Soal Latihan A ->
Ambil setiap baris dari catatan di bawah yang memuat kata "with", dengan memperhatikan perbedaan huruf besar dan kecil.

Tuesday, July 12, 2016

humanisme kopi

fenomena warung kopi yang bayak bermunculan menjadi sebuah wahana sejarah baru yang akan selalu direkonstruksi, tidak hanya tingkat orientasi transaksionistisnya, pola estetis dan gaya yang khas, tetapi kini fungsinya semakin mendapatkan legitimasi di hati publik. Selain terjangkau harganya, nilai estetis warung kopi juga menjadi hiburan yang tak tergantikan dari kehidupan masyarakat. Baik di daerah Aceh, Yogyakarta, Gorontalo bahkan di Tulungagung yang terkenal dengan kopi Ijonya.
Bentuk center of community yang terkandung dalam fenomena ini, secara disadari ataupun tidak, warung kopi menjadi tanda yang mengukuhkan identitas baru masyarakat, melalui bertemunya beragam orang, lembaga, status sosial dan bahkan identitas yang multikultur. Dalam pandangan yang lebih luas, warung kopi juga bagian dari subkultur yang mempertemukan berbagai budaya dan identitas baru. Tetapi ngopi juga bukan sekadar soal keakraban, didalamnya kerap terjadi pertukaran informasi dan wacana, pengembangan wawasan, Sering terjadi kesepakatan kerjasama mulai dari janji lanjutan hingga tanda tangan kontrak.
Warkop: sebuah Life Style?

Soal Latihan B ->
Tentukan apakah setiap pernyataan berikut sesuai dengan teks tentang warung kopi di atas, lalu jawab ya atau tidak disertai kutipan kata-kata teks yang menjadi penentunya: (i) Harga warung kopi disebut terjangkau. (ii) Tulungagung disebut terkenal dengan kopi Ijo. (iii) Menurut teks, ngopi hanyalah soal keakraban.

Baris Data ->

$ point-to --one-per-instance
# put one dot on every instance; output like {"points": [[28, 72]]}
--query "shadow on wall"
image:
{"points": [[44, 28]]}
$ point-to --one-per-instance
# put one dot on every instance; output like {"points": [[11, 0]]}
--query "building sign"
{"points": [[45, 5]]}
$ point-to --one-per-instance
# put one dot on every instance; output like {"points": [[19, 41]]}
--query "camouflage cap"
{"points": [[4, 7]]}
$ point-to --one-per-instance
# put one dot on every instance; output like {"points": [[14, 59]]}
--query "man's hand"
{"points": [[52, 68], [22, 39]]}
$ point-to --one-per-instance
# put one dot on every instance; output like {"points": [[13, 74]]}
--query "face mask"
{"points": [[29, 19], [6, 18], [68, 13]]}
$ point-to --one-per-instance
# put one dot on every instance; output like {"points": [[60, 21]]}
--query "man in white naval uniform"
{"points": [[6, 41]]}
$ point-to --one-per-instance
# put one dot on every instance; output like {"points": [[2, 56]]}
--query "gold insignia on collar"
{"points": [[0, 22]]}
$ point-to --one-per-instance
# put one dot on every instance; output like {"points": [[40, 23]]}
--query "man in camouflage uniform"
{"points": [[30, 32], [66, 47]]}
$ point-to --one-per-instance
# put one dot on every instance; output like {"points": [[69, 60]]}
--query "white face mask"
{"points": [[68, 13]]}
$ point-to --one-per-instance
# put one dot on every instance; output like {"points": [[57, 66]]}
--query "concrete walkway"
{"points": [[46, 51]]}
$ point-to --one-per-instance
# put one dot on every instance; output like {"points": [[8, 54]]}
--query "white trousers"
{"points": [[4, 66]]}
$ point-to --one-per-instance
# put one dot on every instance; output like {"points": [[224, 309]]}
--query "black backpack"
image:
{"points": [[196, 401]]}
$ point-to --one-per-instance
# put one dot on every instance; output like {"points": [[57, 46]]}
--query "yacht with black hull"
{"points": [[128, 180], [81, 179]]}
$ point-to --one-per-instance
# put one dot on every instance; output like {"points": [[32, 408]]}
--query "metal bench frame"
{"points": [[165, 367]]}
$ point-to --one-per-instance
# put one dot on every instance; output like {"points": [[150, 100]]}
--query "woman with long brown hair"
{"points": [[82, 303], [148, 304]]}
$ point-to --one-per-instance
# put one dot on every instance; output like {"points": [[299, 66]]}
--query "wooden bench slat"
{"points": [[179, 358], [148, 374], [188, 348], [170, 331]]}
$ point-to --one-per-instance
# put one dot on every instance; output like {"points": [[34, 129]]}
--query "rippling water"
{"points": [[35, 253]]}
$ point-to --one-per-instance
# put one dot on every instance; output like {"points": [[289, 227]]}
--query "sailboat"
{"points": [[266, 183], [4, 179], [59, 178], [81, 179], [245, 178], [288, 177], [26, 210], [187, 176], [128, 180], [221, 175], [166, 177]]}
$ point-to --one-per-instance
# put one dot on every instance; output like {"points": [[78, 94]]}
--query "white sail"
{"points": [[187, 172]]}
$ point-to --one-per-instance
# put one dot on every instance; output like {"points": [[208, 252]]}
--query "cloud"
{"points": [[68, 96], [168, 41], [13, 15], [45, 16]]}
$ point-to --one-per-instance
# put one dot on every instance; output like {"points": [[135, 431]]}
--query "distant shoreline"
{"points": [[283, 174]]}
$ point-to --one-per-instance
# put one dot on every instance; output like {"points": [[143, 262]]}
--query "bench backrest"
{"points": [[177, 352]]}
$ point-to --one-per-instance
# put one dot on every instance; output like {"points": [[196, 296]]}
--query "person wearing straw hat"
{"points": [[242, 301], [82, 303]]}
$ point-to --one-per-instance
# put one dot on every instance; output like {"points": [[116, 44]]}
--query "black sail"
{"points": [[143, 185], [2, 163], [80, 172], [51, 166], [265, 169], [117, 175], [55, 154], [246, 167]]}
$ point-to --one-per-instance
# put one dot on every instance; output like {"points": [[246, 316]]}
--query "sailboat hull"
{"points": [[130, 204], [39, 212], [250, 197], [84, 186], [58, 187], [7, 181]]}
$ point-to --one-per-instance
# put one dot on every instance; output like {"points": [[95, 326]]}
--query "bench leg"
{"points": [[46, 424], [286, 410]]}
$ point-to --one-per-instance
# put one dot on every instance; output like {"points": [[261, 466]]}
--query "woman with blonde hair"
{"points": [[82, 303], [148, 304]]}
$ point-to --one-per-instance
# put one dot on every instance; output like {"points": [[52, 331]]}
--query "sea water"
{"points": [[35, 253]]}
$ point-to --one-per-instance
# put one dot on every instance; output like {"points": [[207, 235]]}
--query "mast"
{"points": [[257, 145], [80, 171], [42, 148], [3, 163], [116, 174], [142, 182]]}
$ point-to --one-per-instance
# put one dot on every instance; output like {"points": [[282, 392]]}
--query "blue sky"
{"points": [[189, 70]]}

Jawaban Lengkap A ->
--query "yacht with black hull"
--query "woman with long brown hair"
--query "woman with blonde hair"

Jawaban Lengkap B ->
(i) Ya: "Selain terjangkau harganya"
(ii) Ya: "Tulungagung yang terkenal dengan kopi Ijonya"
(iii) Tidak: "Tetapi ngopi juga bukan sekadar soal keakraban"